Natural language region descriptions
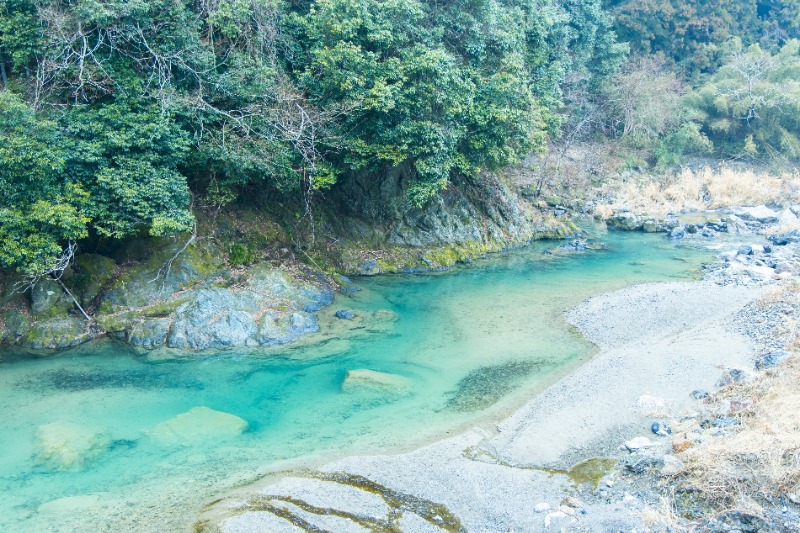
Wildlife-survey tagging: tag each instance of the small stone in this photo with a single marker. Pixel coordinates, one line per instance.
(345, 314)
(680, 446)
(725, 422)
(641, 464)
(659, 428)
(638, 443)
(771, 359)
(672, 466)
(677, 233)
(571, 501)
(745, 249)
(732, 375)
...
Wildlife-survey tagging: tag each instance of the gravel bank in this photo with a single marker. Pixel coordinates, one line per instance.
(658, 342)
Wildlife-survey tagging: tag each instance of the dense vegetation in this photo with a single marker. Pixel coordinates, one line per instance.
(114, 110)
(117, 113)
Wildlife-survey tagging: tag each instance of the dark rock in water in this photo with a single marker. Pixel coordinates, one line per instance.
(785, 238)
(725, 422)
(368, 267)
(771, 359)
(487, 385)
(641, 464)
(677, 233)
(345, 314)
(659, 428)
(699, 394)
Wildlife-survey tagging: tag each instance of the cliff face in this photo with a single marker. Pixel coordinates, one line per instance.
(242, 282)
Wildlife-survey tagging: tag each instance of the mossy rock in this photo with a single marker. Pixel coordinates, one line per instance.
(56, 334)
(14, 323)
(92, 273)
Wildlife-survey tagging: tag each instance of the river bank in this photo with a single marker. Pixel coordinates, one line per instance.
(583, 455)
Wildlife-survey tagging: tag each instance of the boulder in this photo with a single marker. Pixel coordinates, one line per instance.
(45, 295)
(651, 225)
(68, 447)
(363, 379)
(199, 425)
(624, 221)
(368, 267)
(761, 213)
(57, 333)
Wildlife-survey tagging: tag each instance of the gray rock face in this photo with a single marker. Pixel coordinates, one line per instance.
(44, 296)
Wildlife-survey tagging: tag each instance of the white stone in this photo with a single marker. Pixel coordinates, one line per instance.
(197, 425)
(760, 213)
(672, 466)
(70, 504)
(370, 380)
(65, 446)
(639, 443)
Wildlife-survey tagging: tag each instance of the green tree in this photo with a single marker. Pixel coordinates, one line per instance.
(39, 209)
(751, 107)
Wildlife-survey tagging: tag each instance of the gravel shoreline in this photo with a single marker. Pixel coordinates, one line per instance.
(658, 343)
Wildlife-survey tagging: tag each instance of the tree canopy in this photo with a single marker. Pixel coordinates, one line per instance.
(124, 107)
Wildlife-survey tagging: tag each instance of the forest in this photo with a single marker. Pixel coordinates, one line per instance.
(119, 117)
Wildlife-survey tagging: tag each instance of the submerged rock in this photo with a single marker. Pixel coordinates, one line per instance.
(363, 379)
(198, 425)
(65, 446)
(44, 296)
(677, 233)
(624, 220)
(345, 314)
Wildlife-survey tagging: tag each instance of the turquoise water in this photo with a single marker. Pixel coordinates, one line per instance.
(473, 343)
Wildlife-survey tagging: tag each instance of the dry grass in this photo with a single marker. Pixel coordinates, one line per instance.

### Work item
In the data above, find the line with "the gravel shoreline" and the line with "Wildlife-survey tagging: tag each instance of the dry". Retype both, plus every line between them, exactly.

### Response to the task
Wildlife-survey tagging: tag each instance of the gravel shoreline in this photo with a single marker. Pixel coordinates, one line per instance.
(658, 343)
Wildlife-survey tagging: tag each instance of the tree canopy in this photo with a single marker. Pixel coordinates, one line per instance.
(124, 107)
Wildlife-survey tagging: tag each instance of the forest in this photo with a single marker. Pixel coordinates, one line per instance.
(119, 117)
Wildlife-survey tagging: tag each instance of the submerged rock in this photo with a single marker. Pixel coordinates, one line per instance.
(363, 379)
(198, 425)
(65, 446)
(44, 296)
(677, 233)
(624, 220)
(345, 314)
Wildlife-survey tagging: tag each instance of the turquoise water in this photo with a single marker. Pixel coordinates, one line per instance.
(473, 343)
Wildlife-survey tagging: tag each instance of the dry grass in this photo with a single marker. Pixel coordinates, one line per instance.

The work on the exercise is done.